== Kurze Übung ==
Wie geht der Artikel über das Inkrafttreten des Vertrags von Lissabon nach seinem letzten Satz weiter? Setze ihn fort.

··· Textauszug

Europa Reformvertrag EU-Staaten verlieren Einfluss
03.11.2009, 16:19 UhrEuropa steht vor einem historischen Augenblick: Der Vertrag von Lissabon tritt in Kraft. Das Reformwerk wird die EU verändern, die einzelnen Staaten verlieren an Einfluss was die Gemeinschaft gewinnt. Die Zeit der wechselnden Ratsvorsitze ist zudem vorbei - Europa bekommt einen Präsidenten.

Geschafft: Klaus hat als letzter Staatschef unterschrieben - Großbritanniens Premier Brown tat das bereits wesentlich früher.
(Foto: AP)
Nachdem Tschechiens Präsident Vaclav Klaus den EU-Vertrag von Lissabon unterschrieben hat, steht Europa vor einem historischen Moment: Das Machtgefüge in der EU wird sich verändern – die Gemeinschaft gewinnt, das einzelne Mitgliedsland wird an Einfluss verlieren.
Klaus unterzeichnete nach eigenen Angaben in Prag als letzter Staatschef der 27 Mitgliedsstaaten das Reformwerk für die EU. Den Weg für seine Zustimmung hatte am Vormittag das tschechische Verfassungsgericht freigemacht, indem es den Vertrag für vereinbar mit der tschechischen Verfassung erklärte. Damit der EU-Reformvertrag in Kraft treten kann, müssen die Ratifizierungsurkunden von allen 27 EU-Mitgliedsstaaten in Rom hinterlegt sein.
Was vor sieben Jahren als Europäische Verfassung gestartet ist, wird nun zum 1. Dezember als Vertrag von Lissabon landen. Das Reformwerk soll Europa neue Schuhe verpassen, damit Gemeinschaft geschmeidiger und zügiger voranschreiten kann und nicht mehr jedes einzelnes Land die anderen 26 aufhalten kann: Künftig wird die Mehrheit in vielen Politikbereichen entscheiden, zugunsten von mehr Effizienz und Demokratie.

······
··· Vorgegebenes Material

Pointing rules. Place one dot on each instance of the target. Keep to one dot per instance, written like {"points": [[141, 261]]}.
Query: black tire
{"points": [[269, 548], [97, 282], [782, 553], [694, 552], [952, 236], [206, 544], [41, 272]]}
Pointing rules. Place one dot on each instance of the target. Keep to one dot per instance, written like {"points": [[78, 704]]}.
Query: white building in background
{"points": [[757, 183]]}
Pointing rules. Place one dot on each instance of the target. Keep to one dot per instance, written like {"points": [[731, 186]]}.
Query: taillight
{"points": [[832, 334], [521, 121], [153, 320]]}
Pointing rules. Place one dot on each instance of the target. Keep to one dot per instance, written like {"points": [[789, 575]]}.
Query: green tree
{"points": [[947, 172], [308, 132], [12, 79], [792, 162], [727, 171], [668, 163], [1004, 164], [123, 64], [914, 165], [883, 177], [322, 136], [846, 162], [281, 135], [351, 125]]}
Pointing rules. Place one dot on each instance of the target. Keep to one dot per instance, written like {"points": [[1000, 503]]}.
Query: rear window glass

······
··· Vorgegebenes Material

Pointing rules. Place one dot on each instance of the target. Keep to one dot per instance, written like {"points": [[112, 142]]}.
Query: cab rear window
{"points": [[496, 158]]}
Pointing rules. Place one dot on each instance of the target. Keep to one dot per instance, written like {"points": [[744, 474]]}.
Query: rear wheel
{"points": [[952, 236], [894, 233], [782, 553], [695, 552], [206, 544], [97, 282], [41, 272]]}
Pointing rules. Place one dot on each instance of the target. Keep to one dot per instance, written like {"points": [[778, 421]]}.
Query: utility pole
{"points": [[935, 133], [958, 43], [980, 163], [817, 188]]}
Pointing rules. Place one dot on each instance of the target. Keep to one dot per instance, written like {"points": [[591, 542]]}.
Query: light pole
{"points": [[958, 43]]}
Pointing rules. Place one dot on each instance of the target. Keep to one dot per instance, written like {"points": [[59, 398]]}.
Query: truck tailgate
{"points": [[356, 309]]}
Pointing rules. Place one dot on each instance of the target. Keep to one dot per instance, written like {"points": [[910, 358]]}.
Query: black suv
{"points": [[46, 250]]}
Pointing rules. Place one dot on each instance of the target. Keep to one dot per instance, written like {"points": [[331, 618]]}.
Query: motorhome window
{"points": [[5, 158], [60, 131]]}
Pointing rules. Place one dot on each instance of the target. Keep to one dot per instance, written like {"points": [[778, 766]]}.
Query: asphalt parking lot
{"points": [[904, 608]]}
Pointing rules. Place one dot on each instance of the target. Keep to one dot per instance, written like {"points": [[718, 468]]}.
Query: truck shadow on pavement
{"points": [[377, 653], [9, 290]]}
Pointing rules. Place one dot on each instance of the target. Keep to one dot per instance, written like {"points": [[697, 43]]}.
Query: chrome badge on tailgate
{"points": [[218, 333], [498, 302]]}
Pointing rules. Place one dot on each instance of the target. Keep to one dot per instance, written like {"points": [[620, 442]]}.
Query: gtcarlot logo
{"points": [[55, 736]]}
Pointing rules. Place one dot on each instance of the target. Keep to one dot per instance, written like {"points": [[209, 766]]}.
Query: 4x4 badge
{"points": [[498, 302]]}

······

== Lösung ==
EU drohte Lähmung
Allerdings erst ab 2014. Und natürlich haben sich die Staats- und Regierungschefs der 27 Mitgliedsstaaten ihr Veto in den sensibelsten Feldern wie Außen-, Sicherheits-, Steuer- und Sozialpolitik vorbehalten. Doch in allen anderen Politikbereichen gilt künftig die doppelte Mehrheit: Mindestens 55 Prozent der Staaten, die mindestens 65 Prozent der EU-Bevölkerung repräsentieren, können alle anderen Länder überstimmen. Ein Quorum, das Deutschland als bevölkerungsreichstes Land stärkt. Auch wenn das ein komplizierter Formelkompromiss im Stil der EU sein mag, ist die Einführung dieser Mehrheitsentscheidung ein echter Fortschritt, der den Kuhhandel in den Hinterzimmern begrenzen kann.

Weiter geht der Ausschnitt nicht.